▽
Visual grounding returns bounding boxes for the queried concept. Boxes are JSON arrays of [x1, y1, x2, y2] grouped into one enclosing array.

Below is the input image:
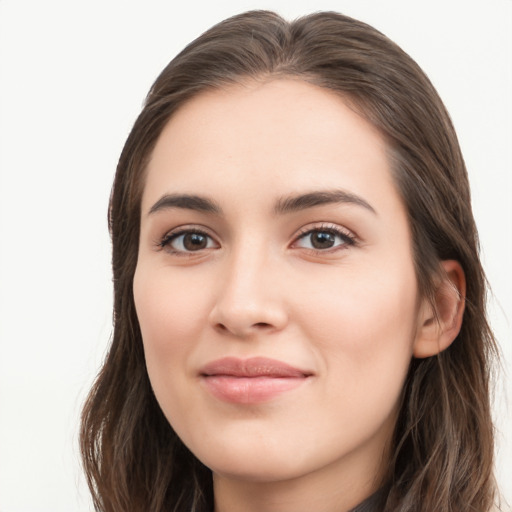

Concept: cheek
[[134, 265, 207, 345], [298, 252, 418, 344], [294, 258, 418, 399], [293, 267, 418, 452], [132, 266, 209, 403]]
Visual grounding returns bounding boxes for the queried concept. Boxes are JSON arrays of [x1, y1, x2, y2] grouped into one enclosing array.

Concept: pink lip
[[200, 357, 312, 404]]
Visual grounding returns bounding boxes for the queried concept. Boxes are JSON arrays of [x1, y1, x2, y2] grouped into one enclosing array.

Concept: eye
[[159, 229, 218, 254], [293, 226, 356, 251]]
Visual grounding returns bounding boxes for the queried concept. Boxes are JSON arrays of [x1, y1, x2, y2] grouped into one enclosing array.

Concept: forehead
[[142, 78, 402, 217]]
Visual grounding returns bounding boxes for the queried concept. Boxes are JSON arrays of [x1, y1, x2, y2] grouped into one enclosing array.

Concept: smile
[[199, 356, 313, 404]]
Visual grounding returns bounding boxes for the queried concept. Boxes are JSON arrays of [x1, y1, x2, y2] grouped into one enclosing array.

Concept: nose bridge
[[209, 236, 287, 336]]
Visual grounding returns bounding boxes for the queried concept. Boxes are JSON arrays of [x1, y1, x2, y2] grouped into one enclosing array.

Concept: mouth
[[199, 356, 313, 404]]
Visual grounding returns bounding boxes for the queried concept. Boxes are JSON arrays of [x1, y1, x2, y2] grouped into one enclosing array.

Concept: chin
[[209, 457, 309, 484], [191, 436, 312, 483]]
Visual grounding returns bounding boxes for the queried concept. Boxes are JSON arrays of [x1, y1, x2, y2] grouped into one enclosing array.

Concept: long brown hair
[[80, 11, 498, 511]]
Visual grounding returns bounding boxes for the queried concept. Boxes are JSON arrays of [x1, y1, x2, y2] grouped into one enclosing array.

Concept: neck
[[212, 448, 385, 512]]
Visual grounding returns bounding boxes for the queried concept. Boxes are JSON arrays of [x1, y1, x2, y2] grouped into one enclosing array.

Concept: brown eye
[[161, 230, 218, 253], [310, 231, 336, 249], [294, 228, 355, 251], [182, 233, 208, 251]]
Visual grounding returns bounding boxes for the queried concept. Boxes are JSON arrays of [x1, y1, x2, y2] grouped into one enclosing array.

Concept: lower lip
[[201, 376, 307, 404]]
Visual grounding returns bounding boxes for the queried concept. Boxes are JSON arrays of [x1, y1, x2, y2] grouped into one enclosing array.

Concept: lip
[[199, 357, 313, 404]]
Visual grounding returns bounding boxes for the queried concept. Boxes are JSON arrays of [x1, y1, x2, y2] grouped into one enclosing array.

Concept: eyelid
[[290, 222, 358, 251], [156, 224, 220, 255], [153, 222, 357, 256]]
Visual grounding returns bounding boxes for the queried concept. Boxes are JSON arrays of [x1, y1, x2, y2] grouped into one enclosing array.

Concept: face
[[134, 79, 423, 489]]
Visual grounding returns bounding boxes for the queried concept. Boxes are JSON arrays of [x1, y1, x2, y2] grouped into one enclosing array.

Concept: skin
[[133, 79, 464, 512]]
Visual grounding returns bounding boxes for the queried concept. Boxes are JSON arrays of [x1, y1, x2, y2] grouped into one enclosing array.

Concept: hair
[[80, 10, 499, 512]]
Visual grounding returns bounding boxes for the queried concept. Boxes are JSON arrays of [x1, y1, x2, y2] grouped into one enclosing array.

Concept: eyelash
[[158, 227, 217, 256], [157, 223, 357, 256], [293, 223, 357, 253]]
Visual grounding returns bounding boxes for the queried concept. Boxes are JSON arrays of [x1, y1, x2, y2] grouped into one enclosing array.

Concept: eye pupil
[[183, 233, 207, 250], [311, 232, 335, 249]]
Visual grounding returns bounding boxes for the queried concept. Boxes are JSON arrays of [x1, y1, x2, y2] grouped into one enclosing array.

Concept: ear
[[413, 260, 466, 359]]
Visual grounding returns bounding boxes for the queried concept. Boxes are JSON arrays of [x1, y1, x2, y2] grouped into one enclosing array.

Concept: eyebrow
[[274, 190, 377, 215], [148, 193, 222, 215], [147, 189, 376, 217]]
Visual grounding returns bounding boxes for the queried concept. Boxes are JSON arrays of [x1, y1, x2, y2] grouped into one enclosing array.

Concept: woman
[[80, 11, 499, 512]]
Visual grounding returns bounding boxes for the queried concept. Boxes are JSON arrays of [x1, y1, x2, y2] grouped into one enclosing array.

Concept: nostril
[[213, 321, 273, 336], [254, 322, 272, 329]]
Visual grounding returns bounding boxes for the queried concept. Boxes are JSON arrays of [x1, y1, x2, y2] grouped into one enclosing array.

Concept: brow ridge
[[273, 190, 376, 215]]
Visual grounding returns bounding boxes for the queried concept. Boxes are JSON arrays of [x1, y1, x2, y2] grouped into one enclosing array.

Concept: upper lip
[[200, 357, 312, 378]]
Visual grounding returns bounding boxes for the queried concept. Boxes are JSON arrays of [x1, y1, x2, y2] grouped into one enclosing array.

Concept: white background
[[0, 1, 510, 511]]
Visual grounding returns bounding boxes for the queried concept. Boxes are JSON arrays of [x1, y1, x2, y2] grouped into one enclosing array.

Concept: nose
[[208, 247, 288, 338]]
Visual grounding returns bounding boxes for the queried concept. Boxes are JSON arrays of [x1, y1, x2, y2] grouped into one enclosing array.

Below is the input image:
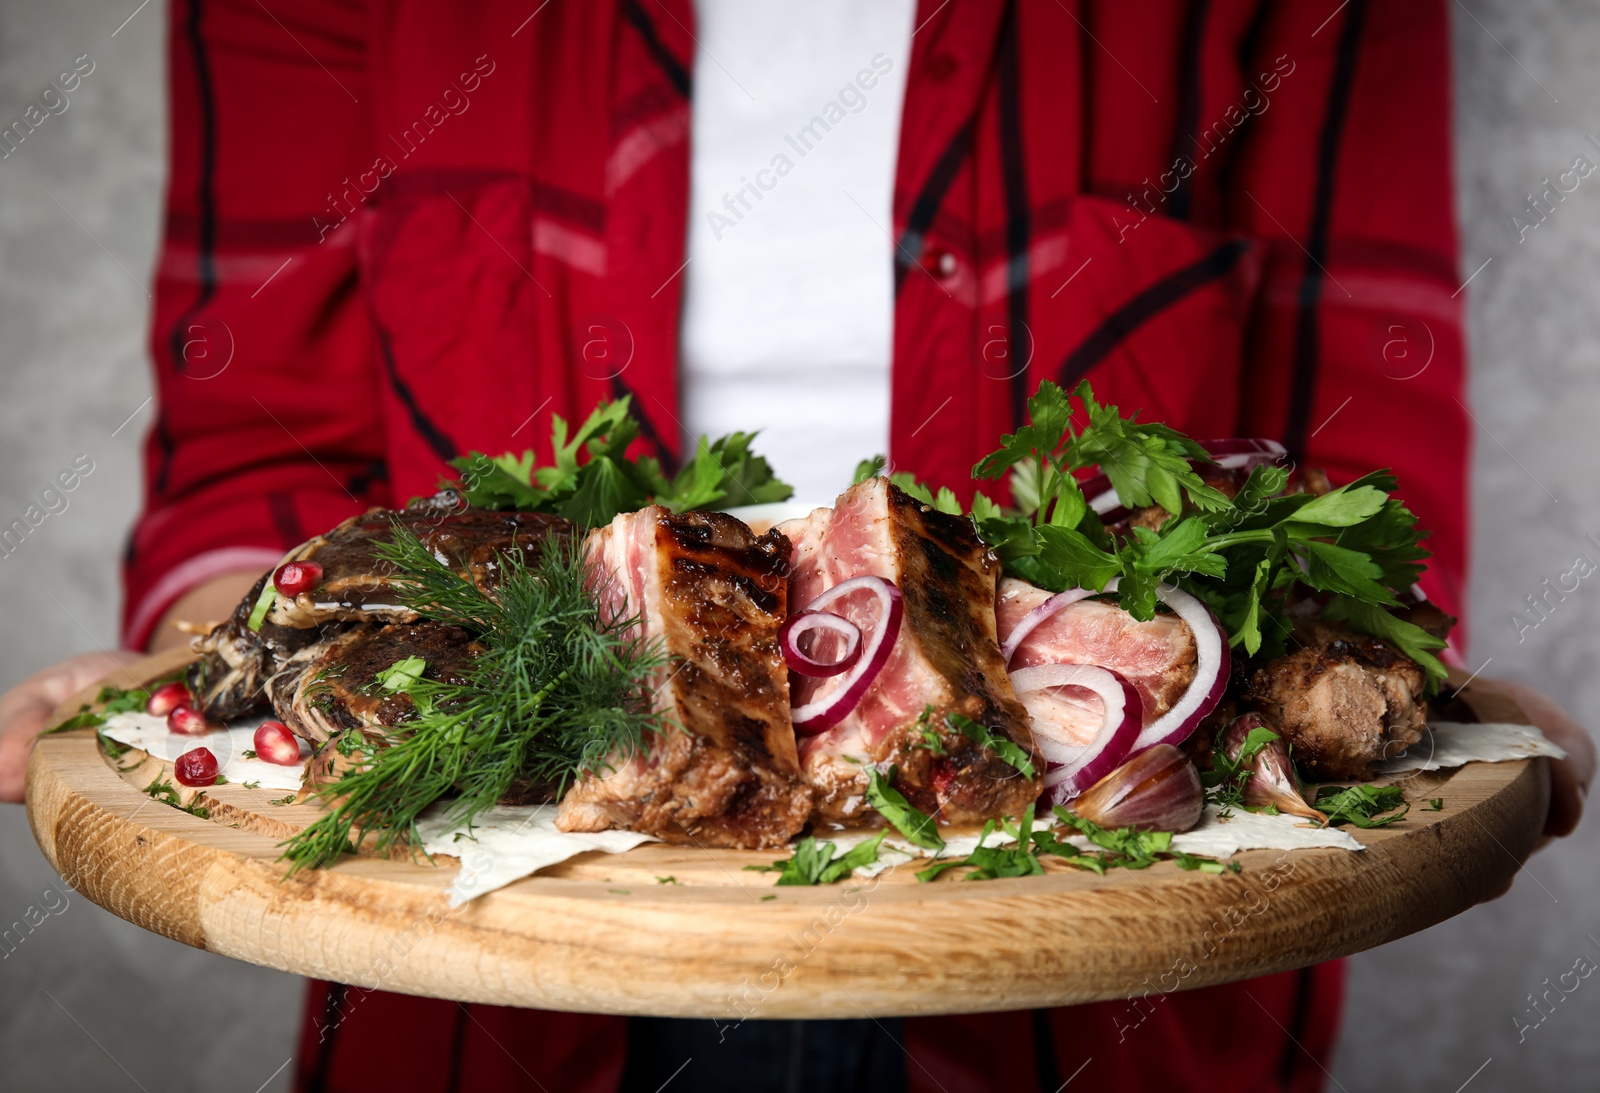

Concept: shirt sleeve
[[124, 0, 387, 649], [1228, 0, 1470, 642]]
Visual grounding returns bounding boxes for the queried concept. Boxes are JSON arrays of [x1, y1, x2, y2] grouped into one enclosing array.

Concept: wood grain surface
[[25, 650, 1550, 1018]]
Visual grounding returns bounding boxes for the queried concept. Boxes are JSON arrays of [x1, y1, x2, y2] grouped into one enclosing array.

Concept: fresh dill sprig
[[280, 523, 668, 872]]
△
= Problem requirements =
Set down each entry above exactly as it appears. Omit the pictures.

= Exercise result =
Visual grounding returns bounding boxes for the queried concept. Boxes are JSON arrays of [x1, y1, x2, y2] grouped into one enclosing array.

Below is the input image:

Concept: cheek
[[134, 265, 207, 345], [298, 252, 418, 344], [294, 258, 418, 399], [293, 267, 418, 452], [132, 266, 209, 403]]
Visual grounding returns bounding boxes for the queried concept. Boxes are JSON arrays of [x1, y1, x2, y2] grouped into one enclosing array.

Concept: pink lip
[[200, 357, 312, 404]]
Visual grounding returns bounding boxes for the queried concept. Boxes are JSON arrays of [x1, y1, x2, y2] grouped into one enclosing array.

Concept: eye
[[159, 229, 218, 254], [293, 226, 356, 251]]
Visual grounding returns bounding boxes for the queried concept. Boxes are JSON arrays of [x1, y1, x2, y2] grouped into one enclosing array.

Concept: forehead
[[142, 78, 402, 217]]
Visual grounding returns bounding boxes for the queried concept. Boxes are JSON arrays of [x1, y1, x2, y2] grouped into one enclosing array.

Concept: smile
[[199, 356, 313, 404]]
Visual grounding returns bounding boxes for the queried concept. Boxes are JSON arrays of [x1, y1, x2, y2] grouped into one enclosing array.

Concept: nose bridge
[[209, 236, 287, 336]]
Visual grounding returns bounding boxes for the queried concept. Boxes are JSON arrays of [x1, y1, x2, y2] grouped into one enclosing array.

Concept: mouth
[[199, 356, 313, 404]]
Visual grounding returns bounding boxes for the queried concept. Boxes are JSON arrays of [x1, y1, x2, y2] grouped into one enclosing array.

Concept: chin
[[209, 457, 309, 484], [191, 436, 312, 483]]
Visual grounding returns bounding boxes for the queried concept. Boxes are JSON arrays of [x1, y1, x2, y2] grouped into one enclosing array.

Concept: long brown hair
[[80, 11, 498, 511]]
Visual grounding returns bounding boxes for the queried concept. Boxes are JSON arrays of [x1, y1, x2, y2] grouped into one enclosing array.

Concept: neck
[[212, 448, 385, 512]]
Visual grounding returns bounding boxes for the queried concept. Boxes are JSON arrays of [x1, y1, x2, y2] grouped into one enclosing array.

Concept: brown eye
[[161, 230, 218, 253], [310, 231, 336, 249], [294, 228, 355, 251], [182, 233, 208, 251]]
Visual grounding returns bounding boxes for the queried concept. Boxes are JSON arrays of [x1, y1, x2, y2] grouped into one enclosing array.

Concept: lower lip
[[201, 376, 307, 404]]
Visual grounding returns bounding boxes for the queried concept. Boxes are JSON arrays of [x1, y1, x2, y2] grouped into one enclosing array.

Concept: lip
[[199, 357, 313, 404]]
Visual grounding returns bounding boxes for the queried concept. Boxes are JSON arrays of [x1, y1, x2, y2] grouped into one enclosing array.

Concept: eyelid
[[290, 222, 358, 251], [156, 224, 220, 255], [153, 222, 357, 256]]
Visual grounding returns bounding boxes for the queried concept. Boxes are JSON arrays of [x1, y1, x2, y2] grouped into one enclosing array.

Concept: face
[[134, 79, 423, 489]]
Visual grounding returns bounding boxes for the queried concept. Boxes are JSON arrays of [x1, y1, x2, y2] grouped into one enclosing array.

Concept: skin
[[133, 79, 464, 512]]
Visual grounding returns bounding boxes for the queried concept. Boxes are JSON arrays of [x1, y1, x2, y2] grouped into one enclosing array.

Concept: hair
[[80, 10, 499, 512]]
Visual grounding returns bounding boxes for the queried concept. Boxes are JSON arrays of [x1, y1, x2, y2] grouped into one enclosing array.

Concept: eyelash
[[158, 227, 217, 256], [157, 223, 357, 256], [293, 223, 357, 253]]
Visual grounding returns bounding boxes for the queried concept. Boxes are JSON arrays of [x1, y1, x2, y2] grouped into one enclosing array.

Concept: eye pupil
[[183, 233, 207, 250], [311, 232, 335, 249]]
Visual grounding returns bounding boxes for the queried concept. Boxes are JSON arrays of [x1, y1, x2, y2] grouped into one enclosing array.

Concept: ear
[[413, 260, 466, 359]]
Visual grounding returns bounding boxes for the queried concept. Boxes are JSON arrays of [x1, y1, x2, y2] grouped into one enclosing array.

Concept: eyebrow
[[274, 190, 377, 215], [148, 193, 222, 215], [147, 189, 376, 217]]
Visual grounding returns bounding boxes for the queried concept. Boxes are JSON arrays of [x1, y1, x2, y2] grouped into one enclosing array.

Concept: woman
[[80, 11, 499, 512]]
Visual grounding returns bounding boxes for the queried concept. Boxes are JSON arrays of [x1, y1, x2, y2] grouped into one enclosing array.

Concept: nostril
[[213, 321, 273, 336], [254, 322, 272, 329]]
Visual grounding returns bounding boxes for the queried concept. Boxes are JSON arrays of [x1, y1, x2, y2] grouped into one enclosing array.

Concept: brow ridge
[[273, 190, 376, 215]]
Visual grounding returns bounding boxes for the queried concept. Boxes are JSON arrays of [x1, y1, x2, y2] grouped into one enclosing array.

Concept: upper lip
[[200, 357, 312, 378]]
Visual grounding returns bounding boxes for the queried concept. Boxes are JSON arrays of [x1, y1, x2, y2] grouped into one enclosing array.

Concept: white background
[[0, 1, 510, 511]]
Visual grounding returns bounding boxes for the queried concept. Boxes are JSON arrays of [x1, y1, x2, y2] grouped into one enclosing array.

Concept: nose
[[208, 247, 288, 338]]
Visual grounding returns bounding boxes for the queried concept. Boxes are JSON arrays of [x1, y1, x2, y2] grouped into one enclosing array.

Below is the input image:

Concept: shirt sleeve
[[124, 0, 387, 649], [1228, 0, 1470, 642]]
Visual grounding returns bounding boxes for the queried concept. Boxes are JSON arrays of [x1, y1, x2, y2] grouped into one enclosing array.

Concept: wood grain surface
[[25, 650, 1550, 1018]]
Visual grounding returns bounding boxes for the queried concept. Boxes are JSON arrays of [x1, y1, x2, y2] grouped into one enclosing array.

Concept: fresh dill sprig
[[280, 523, 668, 872]]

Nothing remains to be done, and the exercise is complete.